++++ Текст документа ++++

Лекция IV. Литература как опыт невозможного

 
      Михаила Леоновича Гаспарова как-то спросили, любит ли он кино? “Нет, – отвечал он, – потому что я не могу вернуться к тому, что только что посмотрел (и вообще, я плохо вижу, и начинаю отличать мужа от любовника, когда это уже совершенно не релевантно)”. Но у нас-то все релевантно, мы можем вернуться к тому, что только что обсуждали. Прерывайте меня, останавливайте, я буду принимать это на свой счет. Если вы чего-то не понимаете – это не ваша вина, а моя неспособность донести до вас, объяснить. Но не забывайте, что в отличие от филологии, которая оперирует определенными, известными величинами (и панически боится безымянных высот), философия оперирует величинами принципиально неизвестными. Здесь господствует принцип: в нашем мышлении существуют исходные вещи, посредством которых мы понимаем что-то другое, а сами они остаются неясными. То, что обеспечивает ясность чего-то другого, само неясно, не отвечает критериям того, что ясно посредством него. Филология же хочет ясности во всем, опасаясь неизвестных величин.
      И, как говорил Флоренский, чем ближе к Богу, тем больше противоречие. В конце не будет тихой речки, где с полным правом можно отдохнуть. Война, вечный бой с собою – вот наше беспокойное благосостояние. Мамардашвили так определял правду: “Правда – это невдохновляющая меня идея”. Для философа (как и для настоящего художника) нет правды в последней инстанции, нет почвы, на которой надо стоять, нет идеи, которую надо отстаивать. Как говорил один кучер у Тургенева: “Хтошь е знает – версты туточка не меряные”. Если версты меряны, а правда вдохновляет, ты – идеолог, проповедник, учитель, кто угодно, только не философ. Последний во власти свободного полета, опыта сознания, независимого мышления. Пятигорскому принадлежит такой парадокс: “Если тебе скажут: слушай, как ты верно сказал! Это первый признак того, что ты неверно подумал”. Философ – не артист, чтобы быть убедительным и трогать души. Мысль там, где живое противоречие, напряжение, которое не может быть по душе.

++++ Исходные данные ++++

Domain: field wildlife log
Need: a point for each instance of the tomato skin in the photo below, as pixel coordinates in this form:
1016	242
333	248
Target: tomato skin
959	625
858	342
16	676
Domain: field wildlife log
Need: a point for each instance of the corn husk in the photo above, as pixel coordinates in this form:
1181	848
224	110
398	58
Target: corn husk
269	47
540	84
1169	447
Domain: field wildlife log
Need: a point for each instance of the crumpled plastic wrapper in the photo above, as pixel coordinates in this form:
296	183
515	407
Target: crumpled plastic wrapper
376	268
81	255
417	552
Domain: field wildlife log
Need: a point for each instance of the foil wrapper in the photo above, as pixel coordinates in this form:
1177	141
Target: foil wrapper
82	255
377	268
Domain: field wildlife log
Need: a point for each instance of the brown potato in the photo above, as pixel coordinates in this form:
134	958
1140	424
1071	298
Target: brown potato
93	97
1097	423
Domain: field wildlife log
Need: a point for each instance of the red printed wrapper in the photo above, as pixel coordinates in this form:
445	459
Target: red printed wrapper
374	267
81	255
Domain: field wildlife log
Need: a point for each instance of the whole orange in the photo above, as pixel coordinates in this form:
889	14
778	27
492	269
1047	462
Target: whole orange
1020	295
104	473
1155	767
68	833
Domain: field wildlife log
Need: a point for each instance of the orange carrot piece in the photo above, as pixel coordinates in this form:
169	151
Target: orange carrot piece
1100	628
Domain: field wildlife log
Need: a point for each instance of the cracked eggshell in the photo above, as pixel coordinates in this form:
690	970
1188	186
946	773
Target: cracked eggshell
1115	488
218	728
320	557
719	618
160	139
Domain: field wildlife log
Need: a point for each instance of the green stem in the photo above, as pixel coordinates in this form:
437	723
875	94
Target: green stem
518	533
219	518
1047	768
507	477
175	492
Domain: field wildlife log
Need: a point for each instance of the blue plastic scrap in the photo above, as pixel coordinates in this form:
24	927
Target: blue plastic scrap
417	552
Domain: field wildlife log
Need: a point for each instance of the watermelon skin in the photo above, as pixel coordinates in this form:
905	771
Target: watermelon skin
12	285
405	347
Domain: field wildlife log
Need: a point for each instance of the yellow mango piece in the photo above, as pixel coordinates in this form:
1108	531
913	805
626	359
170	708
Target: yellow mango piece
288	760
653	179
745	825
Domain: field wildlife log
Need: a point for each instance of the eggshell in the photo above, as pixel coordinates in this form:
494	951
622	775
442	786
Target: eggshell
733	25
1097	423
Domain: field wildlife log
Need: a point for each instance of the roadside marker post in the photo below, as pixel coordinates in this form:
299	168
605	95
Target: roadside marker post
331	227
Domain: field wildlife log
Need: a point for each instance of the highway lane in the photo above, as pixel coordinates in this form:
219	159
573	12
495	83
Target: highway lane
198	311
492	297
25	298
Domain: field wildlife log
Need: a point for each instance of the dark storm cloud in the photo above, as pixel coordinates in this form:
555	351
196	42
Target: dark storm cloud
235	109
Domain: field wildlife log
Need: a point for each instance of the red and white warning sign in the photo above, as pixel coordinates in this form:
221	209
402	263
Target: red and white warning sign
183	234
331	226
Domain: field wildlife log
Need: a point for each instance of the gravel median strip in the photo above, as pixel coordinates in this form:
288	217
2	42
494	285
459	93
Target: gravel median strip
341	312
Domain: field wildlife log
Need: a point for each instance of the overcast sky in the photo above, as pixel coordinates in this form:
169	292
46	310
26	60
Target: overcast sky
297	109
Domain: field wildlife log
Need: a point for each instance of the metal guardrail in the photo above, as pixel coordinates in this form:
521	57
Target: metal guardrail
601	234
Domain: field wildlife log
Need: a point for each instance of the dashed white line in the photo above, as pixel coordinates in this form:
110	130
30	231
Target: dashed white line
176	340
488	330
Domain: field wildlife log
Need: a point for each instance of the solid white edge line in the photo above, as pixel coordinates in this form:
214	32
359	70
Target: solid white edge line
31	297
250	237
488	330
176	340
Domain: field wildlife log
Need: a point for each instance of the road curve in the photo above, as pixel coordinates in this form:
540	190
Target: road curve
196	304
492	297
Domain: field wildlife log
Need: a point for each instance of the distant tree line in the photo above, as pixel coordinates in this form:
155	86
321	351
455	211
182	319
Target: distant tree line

++++

# Задания
• 1. Перескажите кратко в виде списка абзац текста лекции, начинающийся словами «И, как говорил Флоренский». Сохраните его основные положения.
• 2. Подхватите текст лекции о литературе как опыте невозможного и продолжите его с того места, где он заканчивается.

# Ответы к заданиям
• 1.
- По словам Флоренского, чем ближе к Богу, тем больше противоречие. В конце не будет тихой речки для отдыха, а наше беспокойное благосостояние — вечный бой с собою.
- Мамардашвили определял правду как «невдохновляющую меня идею».
- У философа, как и у настоящего художника, нет правды в последней инстанции, нет почвы, на которой надо стоять, и нет идеи, которую надо отстаивать. Это иллюстрирует слова тургеневского кучера: «версты туточка не меряные».
- Тот, у кого версты меряны, а правда вдохновляет, — идеолог, проповедник или учитель, но не философ. Философ во власти свободного полета, опыта сознания и независимого мышления.
- Парадокс Пятигорского: если тебе говорят «как ты верно сказал», это первый признак того, что ты неверно подумал.
- Философ — не артист, его задача не в том, чтобы убеждать и трогать души. Мысль возникает там, где есть живое противоречие и напряжение, которое не может быть по душе.

• 2.
      Но я опять про попа и его любимую собаку… Литература есть опыт невозможного. Соломон Михоэлс рассказывал, что в детстве его очень занимала молния. Ему казалось, что молния – это трещина в небе, в которой можно увидеть Бога. Сквозь раздвинутую твердь каким-то немыслимым взглядом можно узреть Творца. Я думаю, что всякий истинный поэтический образ – такая молния.
      Если искусство, начиная с Аристотеля, есть возможность, то каким образом она становится действительностью? Действительностью, которая, по мысли Пруста, куда менее доступна литератору, чем область возможного. Ведь возможность сама по себе, казалось бы, не знает бытия. Конечно, возможное приходит в мир с человеком, но значит ли это, что оно субъективно? Связано ли возможное только с нашим незнанием, и исчезает, когда исчезает незнание, или оно каким-то интимным образом связано с бытием? Относится ли возможное к мысли о том, что было, или к реальности того, каким был мир до сегодняшнего момента? В обоих случаях возможное перестает быть возможным и растворяется в субъективных представлениях. Скажем так: оно не является частью ни нашего мышления, ни нереализованного мира. Возможное – конкретное свойство существующей вещи, не реализуемое на уровне субъективности и доксы. Разумеется, возможное состояние – еще не есть существующее, но именно возможное состояние некоторого существования поддерживает своим бытием возможность или невозможность своего будущего состояния. Возможное не совпадает с мышлением о возможном. И наше мышление не может включать возможное в качестве своего содержания. Возможное есть выбор в бытии, а бытие является своей собственной возможностью. Возможное – всегда отсылка к тому, чего нет. И быть своей собственной возможностью – значит определяться той частью самого себя, которой нет, то есть определяться как ускользание от себя к чему-то иному. Но парадокс в том, что возможное есть то, чего мне недостает, чтобы быть собой.
      Возьмем строчку Пастернака – “у окуня ли ёкнут плавники”. Bien e crit et surtout bien pense ! Это из стихотворения “Как у них”:
 
 
У окуня ли екнут плавники,-
Бездонный день – огромен и пунцов.
Поднос Шелони – черен и свинцов.
Не свесть концов и не поднять руки…
Лицо лазури пышет над лицом
Недышащей любимицы реки.
 
      (I, 163)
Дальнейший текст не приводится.